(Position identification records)
◆ ◆ ◆

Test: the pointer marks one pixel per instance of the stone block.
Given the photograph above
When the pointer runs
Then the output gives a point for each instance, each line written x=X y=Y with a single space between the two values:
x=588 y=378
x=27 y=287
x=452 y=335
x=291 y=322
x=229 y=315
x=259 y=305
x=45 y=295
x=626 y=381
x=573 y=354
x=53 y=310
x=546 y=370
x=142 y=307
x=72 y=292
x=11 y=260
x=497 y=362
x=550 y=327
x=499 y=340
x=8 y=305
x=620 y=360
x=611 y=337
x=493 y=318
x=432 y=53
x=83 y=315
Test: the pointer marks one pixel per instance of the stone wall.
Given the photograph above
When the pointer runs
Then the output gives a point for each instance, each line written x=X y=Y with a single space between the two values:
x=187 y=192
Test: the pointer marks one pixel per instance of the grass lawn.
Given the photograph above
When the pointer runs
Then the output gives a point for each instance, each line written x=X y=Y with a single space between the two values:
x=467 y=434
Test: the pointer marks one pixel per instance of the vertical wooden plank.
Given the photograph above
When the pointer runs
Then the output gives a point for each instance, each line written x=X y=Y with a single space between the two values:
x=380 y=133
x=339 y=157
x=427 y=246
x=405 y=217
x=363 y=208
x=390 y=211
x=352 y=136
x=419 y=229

◆ ◆ ◆

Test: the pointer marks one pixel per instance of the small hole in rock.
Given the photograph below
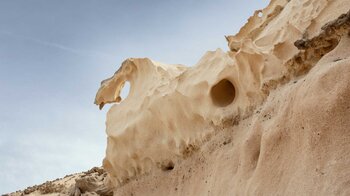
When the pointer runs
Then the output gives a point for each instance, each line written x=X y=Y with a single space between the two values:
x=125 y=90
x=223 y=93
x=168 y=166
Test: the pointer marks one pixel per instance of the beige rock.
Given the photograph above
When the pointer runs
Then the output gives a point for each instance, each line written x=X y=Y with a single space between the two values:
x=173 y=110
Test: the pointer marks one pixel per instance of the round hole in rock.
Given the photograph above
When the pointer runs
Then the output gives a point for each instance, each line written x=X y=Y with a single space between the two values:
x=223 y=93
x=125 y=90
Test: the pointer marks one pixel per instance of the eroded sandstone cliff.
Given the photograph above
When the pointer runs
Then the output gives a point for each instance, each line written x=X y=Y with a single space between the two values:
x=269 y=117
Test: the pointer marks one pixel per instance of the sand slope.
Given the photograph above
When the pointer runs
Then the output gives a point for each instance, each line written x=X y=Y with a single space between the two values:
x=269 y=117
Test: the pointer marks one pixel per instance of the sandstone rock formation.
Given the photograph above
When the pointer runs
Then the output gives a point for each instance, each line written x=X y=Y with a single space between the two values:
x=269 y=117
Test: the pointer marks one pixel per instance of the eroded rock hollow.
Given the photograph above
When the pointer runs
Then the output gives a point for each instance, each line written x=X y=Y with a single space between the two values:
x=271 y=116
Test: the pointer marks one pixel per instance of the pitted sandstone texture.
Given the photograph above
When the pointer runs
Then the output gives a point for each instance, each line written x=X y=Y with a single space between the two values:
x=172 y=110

◆ ◆ ◆

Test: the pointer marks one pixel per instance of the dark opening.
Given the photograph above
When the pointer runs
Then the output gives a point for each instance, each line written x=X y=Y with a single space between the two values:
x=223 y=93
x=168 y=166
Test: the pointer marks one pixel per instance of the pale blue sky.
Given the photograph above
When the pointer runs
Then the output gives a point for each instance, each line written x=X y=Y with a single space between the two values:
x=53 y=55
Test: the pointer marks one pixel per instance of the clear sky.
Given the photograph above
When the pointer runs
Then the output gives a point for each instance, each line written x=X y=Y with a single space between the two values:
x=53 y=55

◆ ◆ ◆

■ What you have to do:
Reproduce only the rows between the line holding "Test: the pointer marks one pixel per instance of the pitted" and the line holding "x=172 y=110", inclusive, swapping "sandstone" for "limestone" and leaving everything else as it is.

■ Worked answer:
Test: the pointer marks one pixel per instance of the pitted limestone texture.
Given the photograph above
When the pointer runs
Then the output gives a point for each instance, each line written x=X y=Y with a single space between the two values:
x=172 y=110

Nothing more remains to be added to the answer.